> [About this task]
The lines from the start of the records through the one containing "q=green field" are to be transcribed exactly, and nothing else.

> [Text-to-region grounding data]

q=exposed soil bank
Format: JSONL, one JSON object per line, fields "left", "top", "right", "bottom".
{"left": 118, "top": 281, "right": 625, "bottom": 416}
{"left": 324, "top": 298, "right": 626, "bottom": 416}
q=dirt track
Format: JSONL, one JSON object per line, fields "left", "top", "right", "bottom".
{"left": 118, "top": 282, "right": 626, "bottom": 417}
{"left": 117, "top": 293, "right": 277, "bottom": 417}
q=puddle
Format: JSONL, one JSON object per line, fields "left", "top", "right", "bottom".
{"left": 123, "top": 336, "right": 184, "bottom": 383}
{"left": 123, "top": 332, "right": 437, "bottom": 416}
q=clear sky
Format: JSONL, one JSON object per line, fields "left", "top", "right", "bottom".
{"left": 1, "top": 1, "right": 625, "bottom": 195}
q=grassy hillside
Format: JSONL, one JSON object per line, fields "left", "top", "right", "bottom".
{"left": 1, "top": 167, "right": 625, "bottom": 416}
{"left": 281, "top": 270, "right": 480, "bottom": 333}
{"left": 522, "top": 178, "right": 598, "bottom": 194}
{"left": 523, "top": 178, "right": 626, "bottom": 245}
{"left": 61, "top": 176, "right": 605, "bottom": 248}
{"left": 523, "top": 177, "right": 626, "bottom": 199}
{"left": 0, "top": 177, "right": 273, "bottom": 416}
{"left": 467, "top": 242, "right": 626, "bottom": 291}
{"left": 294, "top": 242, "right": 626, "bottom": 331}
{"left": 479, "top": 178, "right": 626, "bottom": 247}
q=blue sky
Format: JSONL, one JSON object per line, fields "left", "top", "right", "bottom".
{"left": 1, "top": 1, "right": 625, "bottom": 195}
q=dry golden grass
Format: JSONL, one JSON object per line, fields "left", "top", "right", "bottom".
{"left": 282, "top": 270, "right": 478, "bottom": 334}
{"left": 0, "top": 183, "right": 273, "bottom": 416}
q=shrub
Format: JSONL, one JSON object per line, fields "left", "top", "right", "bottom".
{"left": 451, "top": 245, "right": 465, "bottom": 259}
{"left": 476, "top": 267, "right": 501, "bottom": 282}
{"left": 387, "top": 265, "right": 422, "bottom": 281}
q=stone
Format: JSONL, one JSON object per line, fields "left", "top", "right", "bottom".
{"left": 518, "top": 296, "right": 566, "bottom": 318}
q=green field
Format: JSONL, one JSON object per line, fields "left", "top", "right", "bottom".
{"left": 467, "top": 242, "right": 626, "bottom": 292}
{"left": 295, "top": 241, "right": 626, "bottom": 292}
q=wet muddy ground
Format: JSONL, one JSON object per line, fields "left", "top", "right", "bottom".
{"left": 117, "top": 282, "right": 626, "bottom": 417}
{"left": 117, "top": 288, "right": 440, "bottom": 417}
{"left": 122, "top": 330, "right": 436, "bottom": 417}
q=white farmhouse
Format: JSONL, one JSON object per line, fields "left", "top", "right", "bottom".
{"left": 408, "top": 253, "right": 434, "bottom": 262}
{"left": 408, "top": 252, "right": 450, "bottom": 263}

> [Exercise solution]
q=exposed soil bank
Format: JSONL, one JSON object per line, fields "left", "top", "right", "bottom".
{"left": 118, "top": 281, "right": 625, "bottom": 416}
{"left": 324, "top": 298, "right": 626, "bottom": 416}
q=dirt track
Format: JSONL, one JSON object per line, fields "left", "top", "right", "bottom".
{"left": 118, "top": 282, "right": 626, "bottom": 417}
{"left": 117, "top": 293, "right": 277, "bottom": 417}
q=puddle
Format: JSONL, one JSON object per line, fields "left", "top", "right", "bottom".
{"left": 123, "top": 336, "right": 184, "bottom": 383}
{"left": 123, "top": 332, "right": 437, "bottom": 416}
q=clear sky
Format: JSONL, one JSON object per line, fields "left", "top", "right", "bottom".
{"left": 1, "top": 1, "right": 625, "bottom": 195}
q=grassy hillside
Format: JSONL, one JSON object per line, fields "left", "top", "right", "bottom".
{"left": 1, "top": 167, "right": 625, "bottom": 416}
{"left": 281, "top": 270, "right": 480, "bottom": 333}
{"left": 522, "top": 178, "right": 598, "bottom": 194}
{"left": 523, "top": 178, "right": 626, "bottom": 245}
{"left": 61, "top": 176, "right": 605, "bottom": 248}
{"left": 523, "top": 177, "right": 626, "bottom": 199}
{"left": 0, "top": 177, "right": 273, "bottom": 416}
{"left": 467, "top": 242, "right": 626, "bottom": 291}
{"left": 294, "top": 242, "right": 626, "bottom": 331}
{"left": 479, "top": 178, "right": 626, "bottom": 247}
q=blue sky
Format: JSONL, one JSON object per line, fields "left", "top", "right", "bottom".
{"left": 1, "top": 1, "right": 625, "bottom": 195}
q=dry golden grass
Format: JSONL, one JSON object per line, fields "left", "top", "right", "bottom".
{"left": 282, "top": 270, "right": 478, "bottom": 334}
{"left": 0, "top": 183, "right": 273, "bottom": 416}
q=shrub
Format: JSONL, one JSON object per line, fields "left", "top", "right", "bottom".
{"left": 451, "top": 245, "right": 465, "bottom": 259}
{"left": 476, "top": 267, "right": 501, "bottom": 282}
{"left": 387, "top": 265, "right": 422, "bottom": 281}
q=stone
Format: JSONL, one JSON object per line, fields "left", "top", "right", "bottom".
{"left": 518, "top": 296, "right": 566, "bottom": 318}
q=green field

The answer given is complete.